» SELECTED EXTRACT:
_ _ _ _ _ _ _
In the chaos of the first months of the coronavirus pandemic, oncologist and geneticist Ami Bhatt was intrigued by widespread reports of vomiting and diarrhoea in people infected with SARS-CoV-2. “At that time, this was thought to be a respiratory virus,” she says. Bhatt and her colleagues, curious about a possible link between the virus and the gastrointestinal symptoms, began to collect stool samples from people with COVID-19.
Thousands of miles away from Bhatt’s laboratory at Stanford Medicine in California, gastroenterology internist Timon Adolph was puzzled by accounts of gut symptoms in infected people. Adolph and his colleagues at the Medical University of Innsbruck in Austria started to assemble specimens, too — gastrointestinal-tissue biopsies.
Two years into the pandemic, the scientists’ foresight has paid off: both teams have recently published results1,2 suggesting that pieces of SARS-CoV-2 can linger in the gut for months after an initial infection. The findings add to a growing pool of evidence supporting the hypothesis that persistent bits of virus — coronavirus “ghosts”, Bhatt has called them — could contribute to the mysterious condition called long COVID.
Even so, Bhatt both urges scientists to keep an open mind and cautions that researchers have not yet nailed down a link between persistent viral fragments and long COVID. “Additional studies still need to be done — and they’re not easy,” she says.
Long COVID is often defined as symptoms that linger beyond 12 weeks after an acute infection. More than 200 symptoms have been associated with the disorder, which ranges in severity from mild to debilitating. Theories about its origins vary, and include harmful immune responses, tiny blood clots and lingering viral reservoirs in the body. Many researchers think that a mix of these factors contributes to the global burden of disease.
An early hint that the coronavirus might persist in the body came in work3 published in 2021 by gastroenterologist Saurabh Mehandru at the Icahn School of Medicine at Mount Sinai in New York City and his colleagues. By then, it was clear that cells lining the gut display the protein that the virus uses to enter cells. This allows SARS-CoV-2 to infect the gut.
Mehandru and his team found viral nucleic acids and proteins in gastrointestinal tissue collected from people who’d been diagnosed with COVID-19 an average of four months earlier. The researchers also studied participants’ memory B cells, which are pivotal players in the immune system. The team found that antibodies produced by these B cells were continuing to evolve, suggesting that, at six months after the initial infection, the cells were still responding to molecules made by SARS-CoV-2.
Inspired by this work, Bhatt and her colleagues found that a few people continued to shed viral RNA into their stool seven months after an initial mild or moderate SARS-CoV-2 infection, well after their respiratory symptoms had ended1.
_ _ _ _ _ _ _
» REQUIRED ACTIONS:
1. Answer these questions from the gut-virus article:
(a) At which university do Timon Adolph and his colleagues work?
(b) How is long COVID often defined?
(c) How long after an initial infection did a few people keep shedding viral RNA into their stool, according to Bhatt and her colleagues?
2. Reproduce the part of the gut-virus article starting at "In the chaos" and ending at "people with COVID-19.", word for word.
_ _ _ _ _ _ _
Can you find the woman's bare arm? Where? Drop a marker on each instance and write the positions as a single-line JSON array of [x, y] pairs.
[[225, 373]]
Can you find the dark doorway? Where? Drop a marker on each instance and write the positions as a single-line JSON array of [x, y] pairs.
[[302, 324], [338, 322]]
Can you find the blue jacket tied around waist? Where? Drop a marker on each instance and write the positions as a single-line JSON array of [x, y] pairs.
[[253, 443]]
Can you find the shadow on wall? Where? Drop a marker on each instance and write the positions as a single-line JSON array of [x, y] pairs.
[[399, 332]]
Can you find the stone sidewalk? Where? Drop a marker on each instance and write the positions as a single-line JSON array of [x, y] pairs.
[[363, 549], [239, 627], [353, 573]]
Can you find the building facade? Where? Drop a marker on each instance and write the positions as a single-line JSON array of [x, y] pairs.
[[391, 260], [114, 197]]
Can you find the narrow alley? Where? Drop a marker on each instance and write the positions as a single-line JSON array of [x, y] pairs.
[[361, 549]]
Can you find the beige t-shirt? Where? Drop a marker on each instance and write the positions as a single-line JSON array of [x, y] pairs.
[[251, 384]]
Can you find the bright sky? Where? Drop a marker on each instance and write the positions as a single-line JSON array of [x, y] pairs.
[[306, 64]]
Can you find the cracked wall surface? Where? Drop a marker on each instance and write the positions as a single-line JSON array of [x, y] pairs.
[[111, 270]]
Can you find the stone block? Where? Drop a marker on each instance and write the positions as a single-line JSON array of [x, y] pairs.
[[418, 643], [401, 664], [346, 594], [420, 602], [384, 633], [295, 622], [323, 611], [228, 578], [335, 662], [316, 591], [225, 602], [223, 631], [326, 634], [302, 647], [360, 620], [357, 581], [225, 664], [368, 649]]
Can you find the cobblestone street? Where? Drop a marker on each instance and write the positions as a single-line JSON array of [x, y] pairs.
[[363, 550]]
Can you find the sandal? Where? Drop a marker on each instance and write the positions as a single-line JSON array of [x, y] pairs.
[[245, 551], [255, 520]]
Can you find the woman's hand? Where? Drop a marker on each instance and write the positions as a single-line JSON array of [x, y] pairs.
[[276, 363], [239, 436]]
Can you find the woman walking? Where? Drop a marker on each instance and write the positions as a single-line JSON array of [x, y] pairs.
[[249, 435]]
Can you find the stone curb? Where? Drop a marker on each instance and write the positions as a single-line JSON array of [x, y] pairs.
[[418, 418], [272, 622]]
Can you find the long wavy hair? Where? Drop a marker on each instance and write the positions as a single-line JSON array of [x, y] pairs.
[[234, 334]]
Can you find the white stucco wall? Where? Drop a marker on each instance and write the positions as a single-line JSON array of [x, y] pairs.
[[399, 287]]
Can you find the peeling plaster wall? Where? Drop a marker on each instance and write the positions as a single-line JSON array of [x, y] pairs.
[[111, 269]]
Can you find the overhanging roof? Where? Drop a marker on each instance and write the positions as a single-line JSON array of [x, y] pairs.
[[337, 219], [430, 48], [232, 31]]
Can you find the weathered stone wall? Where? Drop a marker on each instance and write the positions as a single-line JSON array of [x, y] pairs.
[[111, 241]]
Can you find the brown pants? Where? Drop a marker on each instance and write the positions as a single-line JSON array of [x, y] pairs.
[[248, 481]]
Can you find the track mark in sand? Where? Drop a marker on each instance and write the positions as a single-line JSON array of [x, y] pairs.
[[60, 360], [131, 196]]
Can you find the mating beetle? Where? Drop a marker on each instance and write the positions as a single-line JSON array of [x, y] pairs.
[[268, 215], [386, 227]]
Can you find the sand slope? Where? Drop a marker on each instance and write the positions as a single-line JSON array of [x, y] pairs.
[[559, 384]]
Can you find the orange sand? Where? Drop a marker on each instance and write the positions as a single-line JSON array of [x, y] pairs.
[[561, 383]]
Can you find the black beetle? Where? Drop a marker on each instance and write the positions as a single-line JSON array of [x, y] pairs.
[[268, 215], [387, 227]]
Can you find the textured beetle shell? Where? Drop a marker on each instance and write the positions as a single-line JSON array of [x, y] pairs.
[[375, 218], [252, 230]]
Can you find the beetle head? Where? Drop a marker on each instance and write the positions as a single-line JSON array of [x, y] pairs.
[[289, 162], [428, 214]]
_ _ _ _ _ _ _
» ANSWERS BY TASK:
1.
(a) The Medical University of Innsbruck in Austria.
(b) As symptoms that linger beyond 12 weeks after an acute infection.
(c) Seven months.

2.
In the chaos of the first months of the coronavirus pandemic, oncologist and geneticist Ami Bhatt was intrigued by widespread reports of vomiting and diarrhoea in people infected with SARS-CoV-2. “At that time, this was thought to be a respiratory virus,” she says. Bhatt and her colleagues, curious about a possible link between the virus and the gastrointestinal symptoms, began to collect stool samples from people with COVID-19.